• What to do
Rewrite the data from the line containing "[point] black and" through the final line as a Markdown table with the columns Row and Line. Number each row, and leave out any blank lines.

Saved data entries:
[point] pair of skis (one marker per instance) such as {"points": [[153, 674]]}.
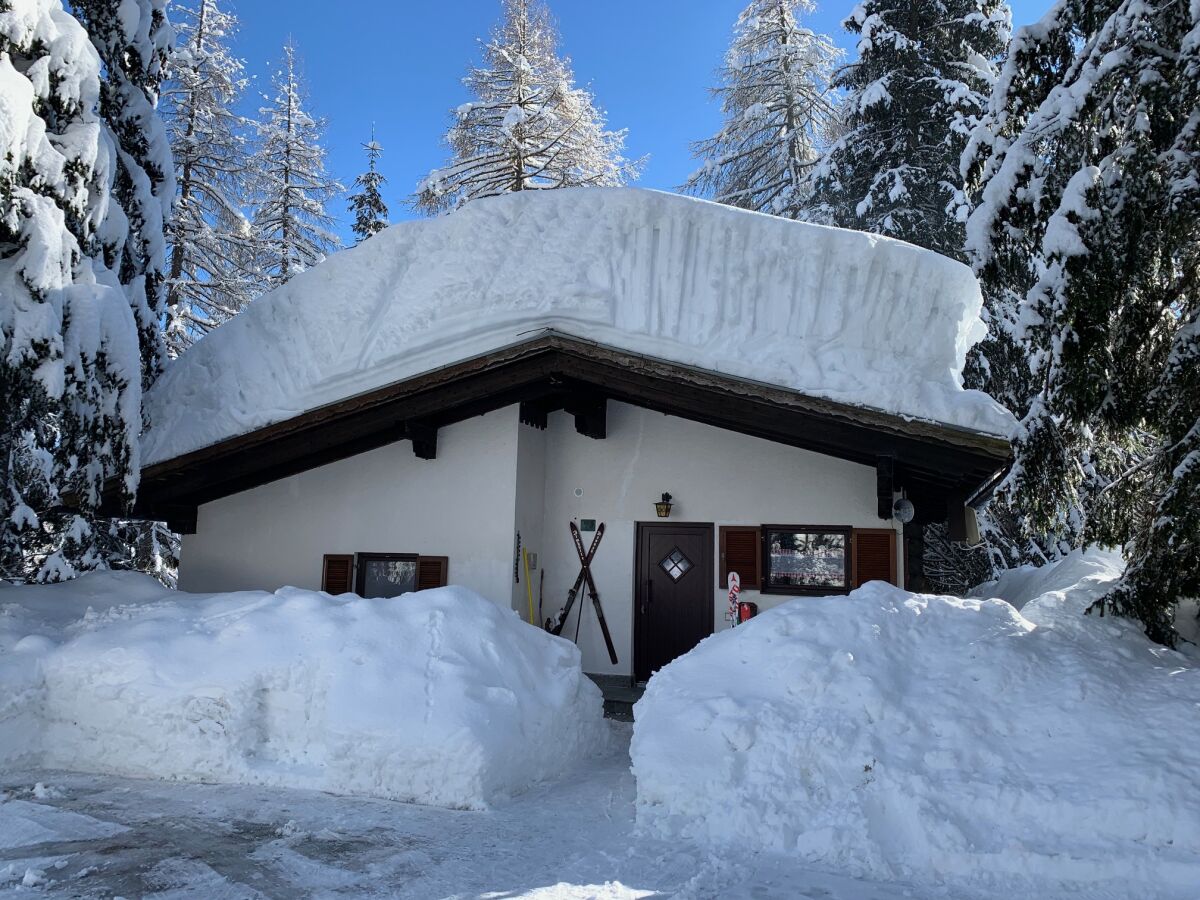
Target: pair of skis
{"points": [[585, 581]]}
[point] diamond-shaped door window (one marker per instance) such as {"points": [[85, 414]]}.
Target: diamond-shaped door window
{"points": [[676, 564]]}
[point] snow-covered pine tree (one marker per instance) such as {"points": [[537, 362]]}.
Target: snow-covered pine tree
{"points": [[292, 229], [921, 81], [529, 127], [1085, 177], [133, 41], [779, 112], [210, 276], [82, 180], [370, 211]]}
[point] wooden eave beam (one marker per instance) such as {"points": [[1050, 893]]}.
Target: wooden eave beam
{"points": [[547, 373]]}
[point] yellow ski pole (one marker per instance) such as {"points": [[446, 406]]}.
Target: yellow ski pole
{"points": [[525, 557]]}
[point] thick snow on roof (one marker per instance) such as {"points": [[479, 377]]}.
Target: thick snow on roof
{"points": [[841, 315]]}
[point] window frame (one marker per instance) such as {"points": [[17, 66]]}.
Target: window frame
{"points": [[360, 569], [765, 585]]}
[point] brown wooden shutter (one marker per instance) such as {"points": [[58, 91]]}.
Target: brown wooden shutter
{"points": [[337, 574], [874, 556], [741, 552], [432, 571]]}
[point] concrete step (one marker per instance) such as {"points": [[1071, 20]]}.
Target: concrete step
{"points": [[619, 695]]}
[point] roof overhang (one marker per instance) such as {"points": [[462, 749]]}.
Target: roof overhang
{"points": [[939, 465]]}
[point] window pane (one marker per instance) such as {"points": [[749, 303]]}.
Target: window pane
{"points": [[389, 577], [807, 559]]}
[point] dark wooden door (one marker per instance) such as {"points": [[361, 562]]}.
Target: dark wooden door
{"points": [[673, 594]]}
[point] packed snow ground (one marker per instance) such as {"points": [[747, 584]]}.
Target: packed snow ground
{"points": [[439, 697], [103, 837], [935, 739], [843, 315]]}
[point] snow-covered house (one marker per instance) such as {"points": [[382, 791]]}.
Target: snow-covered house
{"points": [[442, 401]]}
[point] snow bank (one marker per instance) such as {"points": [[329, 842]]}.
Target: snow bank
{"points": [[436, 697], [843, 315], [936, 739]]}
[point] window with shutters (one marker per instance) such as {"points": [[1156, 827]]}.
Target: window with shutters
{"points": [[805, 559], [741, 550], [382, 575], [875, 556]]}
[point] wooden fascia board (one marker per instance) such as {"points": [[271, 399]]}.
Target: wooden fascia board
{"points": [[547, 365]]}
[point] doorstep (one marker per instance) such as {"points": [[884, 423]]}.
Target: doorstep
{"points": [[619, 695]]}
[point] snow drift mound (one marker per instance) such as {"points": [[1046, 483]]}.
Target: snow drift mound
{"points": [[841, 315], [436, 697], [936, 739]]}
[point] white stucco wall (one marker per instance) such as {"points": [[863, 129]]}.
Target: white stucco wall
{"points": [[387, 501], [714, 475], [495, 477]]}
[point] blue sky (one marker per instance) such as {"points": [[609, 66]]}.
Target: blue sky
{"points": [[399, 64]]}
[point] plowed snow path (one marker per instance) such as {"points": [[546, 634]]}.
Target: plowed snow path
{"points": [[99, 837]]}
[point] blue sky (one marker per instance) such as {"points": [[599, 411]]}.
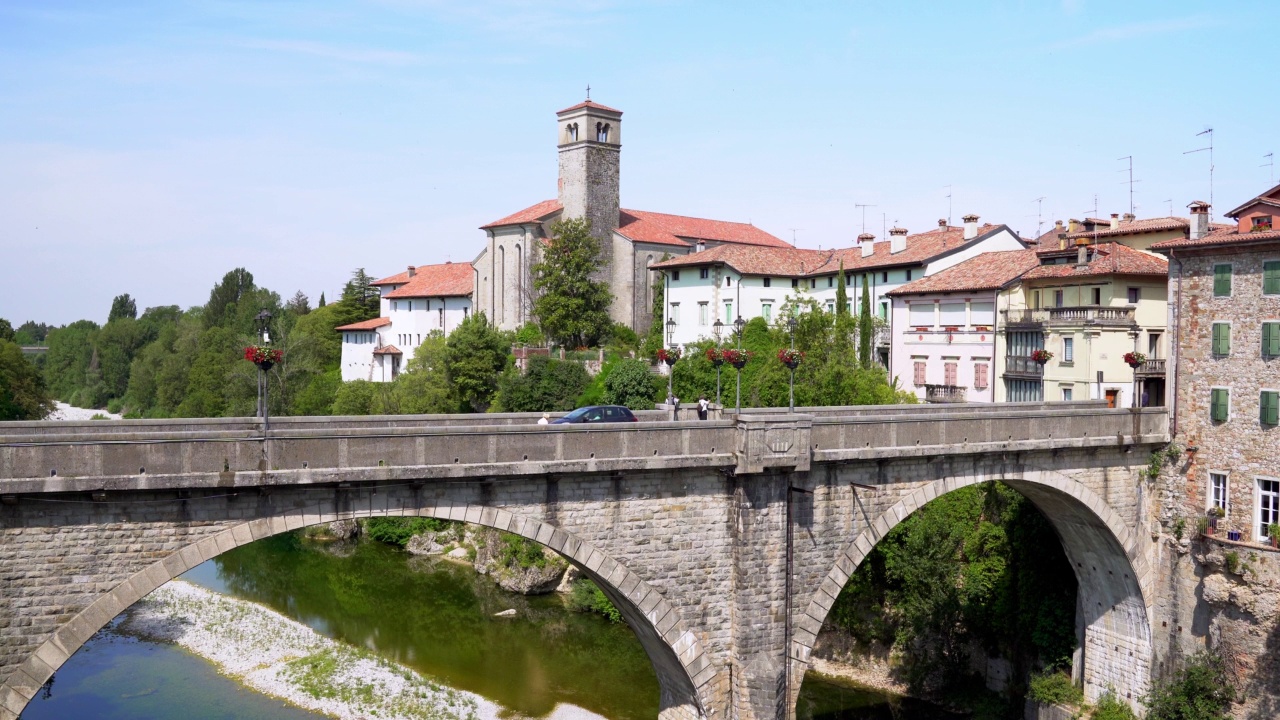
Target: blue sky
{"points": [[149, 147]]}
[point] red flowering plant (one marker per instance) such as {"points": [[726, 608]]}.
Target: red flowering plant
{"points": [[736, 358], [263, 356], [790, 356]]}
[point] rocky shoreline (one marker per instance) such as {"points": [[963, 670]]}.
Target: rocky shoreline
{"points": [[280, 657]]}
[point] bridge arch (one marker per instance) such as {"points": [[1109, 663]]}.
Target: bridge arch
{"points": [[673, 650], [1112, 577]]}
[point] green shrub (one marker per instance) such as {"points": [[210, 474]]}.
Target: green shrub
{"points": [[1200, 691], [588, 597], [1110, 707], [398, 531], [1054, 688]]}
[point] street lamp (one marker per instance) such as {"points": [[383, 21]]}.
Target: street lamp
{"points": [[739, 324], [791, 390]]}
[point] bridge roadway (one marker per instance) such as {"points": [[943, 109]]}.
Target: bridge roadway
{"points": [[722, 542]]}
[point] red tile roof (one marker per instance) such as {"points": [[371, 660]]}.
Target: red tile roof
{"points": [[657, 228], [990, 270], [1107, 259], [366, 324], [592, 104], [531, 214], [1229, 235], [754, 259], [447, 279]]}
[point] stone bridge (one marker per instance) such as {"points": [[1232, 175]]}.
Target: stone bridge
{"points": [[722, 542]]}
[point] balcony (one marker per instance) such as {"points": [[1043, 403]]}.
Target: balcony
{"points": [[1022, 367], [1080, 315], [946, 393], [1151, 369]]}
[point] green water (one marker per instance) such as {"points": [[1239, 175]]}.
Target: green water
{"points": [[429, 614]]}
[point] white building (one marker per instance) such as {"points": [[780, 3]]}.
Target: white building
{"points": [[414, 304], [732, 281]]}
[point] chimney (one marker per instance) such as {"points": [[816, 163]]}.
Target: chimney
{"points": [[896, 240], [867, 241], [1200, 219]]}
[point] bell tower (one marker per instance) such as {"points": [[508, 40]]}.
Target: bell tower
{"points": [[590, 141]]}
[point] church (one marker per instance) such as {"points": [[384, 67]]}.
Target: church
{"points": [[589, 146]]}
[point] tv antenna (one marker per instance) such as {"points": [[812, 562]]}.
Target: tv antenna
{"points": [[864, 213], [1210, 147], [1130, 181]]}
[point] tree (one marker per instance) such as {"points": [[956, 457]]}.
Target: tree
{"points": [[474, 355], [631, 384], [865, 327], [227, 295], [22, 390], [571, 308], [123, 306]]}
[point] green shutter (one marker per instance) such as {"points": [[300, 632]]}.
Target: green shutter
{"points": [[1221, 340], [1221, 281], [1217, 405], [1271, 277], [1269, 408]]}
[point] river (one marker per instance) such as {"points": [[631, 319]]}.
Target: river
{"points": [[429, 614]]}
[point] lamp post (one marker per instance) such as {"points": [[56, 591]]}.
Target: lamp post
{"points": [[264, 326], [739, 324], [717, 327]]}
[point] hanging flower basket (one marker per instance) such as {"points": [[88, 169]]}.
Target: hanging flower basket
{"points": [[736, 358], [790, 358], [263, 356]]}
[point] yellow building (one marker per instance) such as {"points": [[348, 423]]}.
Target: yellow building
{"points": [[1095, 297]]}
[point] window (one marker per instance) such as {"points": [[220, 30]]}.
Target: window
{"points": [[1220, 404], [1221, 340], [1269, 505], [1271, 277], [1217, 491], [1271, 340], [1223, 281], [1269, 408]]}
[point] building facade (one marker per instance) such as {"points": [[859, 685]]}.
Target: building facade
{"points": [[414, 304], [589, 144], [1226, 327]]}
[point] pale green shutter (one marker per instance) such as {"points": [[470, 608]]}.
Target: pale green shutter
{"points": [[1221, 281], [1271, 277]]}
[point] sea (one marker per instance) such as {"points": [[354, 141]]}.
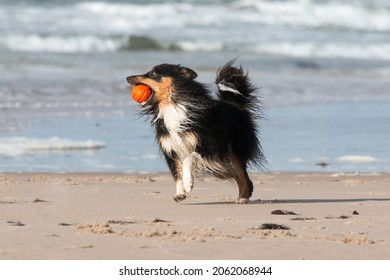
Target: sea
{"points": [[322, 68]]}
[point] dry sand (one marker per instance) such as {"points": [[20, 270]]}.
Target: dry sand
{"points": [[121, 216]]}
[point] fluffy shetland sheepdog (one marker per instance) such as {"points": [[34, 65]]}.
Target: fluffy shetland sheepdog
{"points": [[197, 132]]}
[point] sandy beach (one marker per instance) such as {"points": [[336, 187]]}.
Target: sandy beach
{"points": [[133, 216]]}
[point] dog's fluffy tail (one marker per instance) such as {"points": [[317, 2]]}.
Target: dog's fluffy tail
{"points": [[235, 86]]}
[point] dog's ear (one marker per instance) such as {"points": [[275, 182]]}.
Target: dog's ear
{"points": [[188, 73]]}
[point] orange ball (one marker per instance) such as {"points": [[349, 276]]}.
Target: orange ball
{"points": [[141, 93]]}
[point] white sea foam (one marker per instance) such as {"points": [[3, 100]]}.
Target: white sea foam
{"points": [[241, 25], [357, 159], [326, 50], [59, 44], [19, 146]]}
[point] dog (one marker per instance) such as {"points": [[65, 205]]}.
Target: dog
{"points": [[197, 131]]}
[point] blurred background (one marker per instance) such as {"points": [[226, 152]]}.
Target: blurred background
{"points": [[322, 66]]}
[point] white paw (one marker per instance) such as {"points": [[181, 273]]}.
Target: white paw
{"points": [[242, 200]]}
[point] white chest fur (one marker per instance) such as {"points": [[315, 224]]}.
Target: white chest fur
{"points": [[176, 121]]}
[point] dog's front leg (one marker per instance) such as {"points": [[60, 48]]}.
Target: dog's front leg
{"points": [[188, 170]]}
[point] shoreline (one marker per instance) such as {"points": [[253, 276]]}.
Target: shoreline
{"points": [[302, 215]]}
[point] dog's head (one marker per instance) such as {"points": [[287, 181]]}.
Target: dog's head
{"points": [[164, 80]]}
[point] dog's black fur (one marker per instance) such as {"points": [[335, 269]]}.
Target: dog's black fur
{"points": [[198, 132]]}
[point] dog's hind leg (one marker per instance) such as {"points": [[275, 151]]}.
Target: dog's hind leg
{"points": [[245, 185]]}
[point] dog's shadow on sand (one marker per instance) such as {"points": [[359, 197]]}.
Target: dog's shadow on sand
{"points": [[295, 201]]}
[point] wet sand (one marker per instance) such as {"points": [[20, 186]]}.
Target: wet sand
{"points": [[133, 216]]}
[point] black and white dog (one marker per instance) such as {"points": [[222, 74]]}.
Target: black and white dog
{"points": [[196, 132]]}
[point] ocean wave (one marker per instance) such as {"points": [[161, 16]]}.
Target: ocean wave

• Correct output
| Row | Line |
|---|---|
| 1 | [point] black and white dog (one marker per instance) such as {"points": [[222, 74]]}. |
| 2 | Target: black and white dog |
| 3 | {"points": [[196, 132]]} |
| 4 | [point] ocean wave (one marker per instance) such as {"points": [[161, 16]]}. |
| 5 | Target: ocean wave |